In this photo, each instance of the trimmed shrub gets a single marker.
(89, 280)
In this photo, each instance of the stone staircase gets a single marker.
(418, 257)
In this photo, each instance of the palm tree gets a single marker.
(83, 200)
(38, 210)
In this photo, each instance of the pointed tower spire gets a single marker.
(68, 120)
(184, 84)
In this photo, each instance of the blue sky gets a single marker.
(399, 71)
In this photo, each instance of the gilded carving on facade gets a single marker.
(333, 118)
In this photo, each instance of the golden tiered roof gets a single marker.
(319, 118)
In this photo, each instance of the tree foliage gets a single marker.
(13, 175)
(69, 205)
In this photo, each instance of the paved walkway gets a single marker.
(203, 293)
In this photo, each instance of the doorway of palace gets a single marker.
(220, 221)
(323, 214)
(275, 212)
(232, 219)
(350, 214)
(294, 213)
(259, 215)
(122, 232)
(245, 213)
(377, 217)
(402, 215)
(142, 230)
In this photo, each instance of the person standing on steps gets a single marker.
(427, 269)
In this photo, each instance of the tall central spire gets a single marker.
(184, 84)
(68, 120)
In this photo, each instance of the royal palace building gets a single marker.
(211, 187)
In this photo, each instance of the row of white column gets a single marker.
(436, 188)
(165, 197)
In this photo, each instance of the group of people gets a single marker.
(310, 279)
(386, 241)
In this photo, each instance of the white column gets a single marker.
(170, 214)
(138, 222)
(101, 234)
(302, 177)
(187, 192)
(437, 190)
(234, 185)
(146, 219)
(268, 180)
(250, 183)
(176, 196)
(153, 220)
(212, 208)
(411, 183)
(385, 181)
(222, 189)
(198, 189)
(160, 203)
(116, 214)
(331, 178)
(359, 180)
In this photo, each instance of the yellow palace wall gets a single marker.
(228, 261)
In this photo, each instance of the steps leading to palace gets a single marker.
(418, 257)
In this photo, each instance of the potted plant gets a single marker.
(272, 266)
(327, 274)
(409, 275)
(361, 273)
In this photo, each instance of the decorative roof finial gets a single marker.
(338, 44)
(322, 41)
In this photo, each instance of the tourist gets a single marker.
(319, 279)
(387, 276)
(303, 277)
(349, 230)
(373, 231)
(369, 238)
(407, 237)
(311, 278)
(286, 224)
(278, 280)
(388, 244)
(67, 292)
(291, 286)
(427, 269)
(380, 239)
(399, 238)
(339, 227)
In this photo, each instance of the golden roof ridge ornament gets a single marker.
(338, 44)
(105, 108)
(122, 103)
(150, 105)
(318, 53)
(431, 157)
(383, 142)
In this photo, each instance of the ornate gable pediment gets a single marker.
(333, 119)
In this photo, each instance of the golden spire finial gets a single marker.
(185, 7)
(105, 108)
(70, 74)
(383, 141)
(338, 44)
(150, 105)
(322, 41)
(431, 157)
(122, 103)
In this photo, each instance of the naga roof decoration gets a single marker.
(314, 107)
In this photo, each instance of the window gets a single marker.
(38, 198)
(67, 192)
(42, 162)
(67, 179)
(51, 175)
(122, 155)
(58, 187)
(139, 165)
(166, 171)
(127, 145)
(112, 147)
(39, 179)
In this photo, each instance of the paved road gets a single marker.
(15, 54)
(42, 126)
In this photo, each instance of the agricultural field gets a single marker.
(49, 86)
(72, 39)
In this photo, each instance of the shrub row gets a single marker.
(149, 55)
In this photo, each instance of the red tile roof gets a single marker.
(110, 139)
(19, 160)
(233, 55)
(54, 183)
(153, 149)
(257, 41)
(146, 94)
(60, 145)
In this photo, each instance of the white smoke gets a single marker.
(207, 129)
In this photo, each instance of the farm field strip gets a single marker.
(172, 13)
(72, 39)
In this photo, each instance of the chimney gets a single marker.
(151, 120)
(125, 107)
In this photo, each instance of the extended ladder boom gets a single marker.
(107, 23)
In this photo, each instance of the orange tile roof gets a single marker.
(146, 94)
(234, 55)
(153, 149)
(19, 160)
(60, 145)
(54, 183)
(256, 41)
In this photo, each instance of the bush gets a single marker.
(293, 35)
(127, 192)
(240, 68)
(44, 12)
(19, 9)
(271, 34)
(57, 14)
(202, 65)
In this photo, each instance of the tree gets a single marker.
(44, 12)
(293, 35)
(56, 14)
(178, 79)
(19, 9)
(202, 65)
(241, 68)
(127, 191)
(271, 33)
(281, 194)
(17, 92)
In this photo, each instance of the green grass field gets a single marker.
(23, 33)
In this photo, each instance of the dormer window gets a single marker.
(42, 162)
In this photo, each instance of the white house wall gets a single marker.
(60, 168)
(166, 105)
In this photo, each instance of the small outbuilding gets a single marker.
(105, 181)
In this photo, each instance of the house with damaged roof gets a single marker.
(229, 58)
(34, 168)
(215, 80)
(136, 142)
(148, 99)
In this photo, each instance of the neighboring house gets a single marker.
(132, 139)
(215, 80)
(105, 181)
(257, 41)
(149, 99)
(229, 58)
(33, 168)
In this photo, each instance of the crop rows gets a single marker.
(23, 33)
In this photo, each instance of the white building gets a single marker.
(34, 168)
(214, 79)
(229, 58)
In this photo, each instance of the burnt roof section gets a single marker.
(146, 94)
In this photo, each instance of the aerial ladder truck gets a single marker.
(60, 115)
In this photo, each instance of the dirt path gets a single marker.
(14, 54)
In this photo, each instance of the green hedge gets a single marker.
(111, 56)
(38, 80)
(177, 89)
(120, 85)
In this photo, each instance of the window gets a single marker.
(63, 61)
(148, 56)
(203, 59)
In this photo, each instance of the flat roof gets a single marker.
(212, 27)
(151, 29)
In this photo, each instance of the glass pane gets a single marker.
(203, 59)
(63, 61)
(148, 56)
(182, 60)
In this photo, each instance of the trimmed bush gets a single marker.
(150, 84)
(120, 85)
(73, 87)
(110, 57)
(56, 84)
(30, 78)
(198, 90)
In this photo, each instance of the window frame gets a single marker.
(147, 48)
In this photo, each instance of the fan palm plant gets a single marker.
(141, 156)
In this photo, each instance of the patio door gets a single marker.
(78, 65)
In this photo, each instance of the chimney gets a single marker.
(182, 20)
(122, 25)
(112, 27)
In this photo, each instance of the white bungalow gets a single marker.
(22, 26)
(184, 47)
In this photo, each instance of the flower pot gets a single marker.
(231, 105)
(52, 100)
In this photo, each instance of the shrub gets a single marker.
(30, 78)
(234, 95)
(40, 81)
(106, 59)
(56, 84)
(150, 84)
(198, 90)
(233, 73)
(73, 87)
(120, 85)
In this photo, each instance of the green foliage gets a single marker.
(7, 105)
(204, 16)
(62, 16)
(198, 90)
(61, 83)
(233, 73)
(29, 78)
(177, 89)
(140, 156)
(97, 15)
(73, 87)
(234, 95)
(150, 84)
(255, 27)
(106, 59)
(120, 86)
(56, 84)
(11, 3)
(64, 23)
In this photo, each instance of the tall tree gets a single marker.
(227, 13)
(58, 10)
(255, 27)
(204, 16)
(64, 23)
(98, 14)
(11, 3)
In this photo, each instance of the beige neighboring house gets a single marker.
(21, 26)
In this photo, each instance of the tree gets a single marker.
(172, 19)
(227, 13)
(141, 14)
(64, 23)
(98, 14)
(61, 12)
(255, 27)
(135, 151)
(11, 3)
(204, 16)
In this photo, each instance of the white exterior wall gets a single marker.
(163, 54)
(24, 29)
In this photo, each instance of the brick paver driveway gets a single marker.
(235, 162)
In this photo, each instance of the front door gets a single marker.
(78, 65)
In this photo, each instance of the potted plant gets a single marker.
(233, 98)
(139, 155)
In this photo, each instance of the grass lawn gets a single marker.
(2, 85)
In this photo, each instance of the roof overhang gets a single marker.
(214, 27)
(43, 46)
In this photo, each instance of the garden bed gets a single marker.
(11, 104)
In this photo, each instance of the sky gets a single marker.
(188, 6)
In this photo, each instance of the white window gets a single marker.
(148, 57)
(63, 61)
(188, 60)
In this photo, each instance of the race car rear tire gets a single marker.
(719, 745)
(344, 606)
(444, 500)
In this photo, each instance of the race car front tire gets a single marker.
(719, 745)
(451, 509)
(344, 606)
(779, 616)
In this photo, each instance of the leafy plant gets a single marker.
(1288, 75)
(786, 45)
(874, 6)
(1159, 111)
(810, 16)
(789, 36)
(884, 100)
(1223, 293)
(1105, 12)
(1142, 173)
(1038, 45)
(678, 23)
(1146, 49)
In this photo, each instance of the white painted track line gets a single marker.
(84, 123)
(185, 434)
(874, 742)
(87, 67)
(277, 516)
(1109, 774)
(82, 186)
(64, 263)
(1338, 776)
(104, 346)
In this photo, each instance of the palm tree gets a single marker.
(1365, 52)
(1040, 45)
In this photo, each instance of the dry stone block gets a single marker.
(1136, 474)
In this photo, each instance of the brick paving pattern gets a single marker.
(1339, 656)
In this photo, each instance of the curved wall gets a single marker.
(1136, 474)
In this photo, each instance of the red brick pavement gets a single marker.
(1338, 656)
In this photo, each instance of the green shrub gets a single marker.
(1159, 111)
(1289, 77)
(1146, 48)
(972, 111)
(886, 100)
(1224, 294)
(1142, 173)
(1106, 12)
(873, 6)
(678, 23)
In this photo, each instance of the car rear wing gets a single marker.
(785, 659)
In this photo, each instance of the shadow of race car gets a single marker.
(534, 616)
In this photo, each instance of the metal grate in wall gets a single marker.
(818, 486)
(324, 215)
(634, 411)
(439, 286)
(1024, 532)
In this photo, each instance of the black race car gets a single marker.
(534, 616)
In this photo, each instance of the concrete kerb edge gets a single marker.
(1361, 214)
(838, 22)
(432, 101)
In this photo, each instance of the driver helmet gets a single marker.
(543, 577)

---------------

GIVEN INSTRUCTION: Return the entries verbatim, from the line containing "In this photo, each instance of the concrete" through the end of the entries, with both of those lines included.

TASK ANSWER:
In this photo, each instance of the concrete kerb edge gets a single marker.
(1361, 214)
(838, 22)
(432, 101)
In this photo, each instance of the driver helmet gets a single marker.
(543, 577)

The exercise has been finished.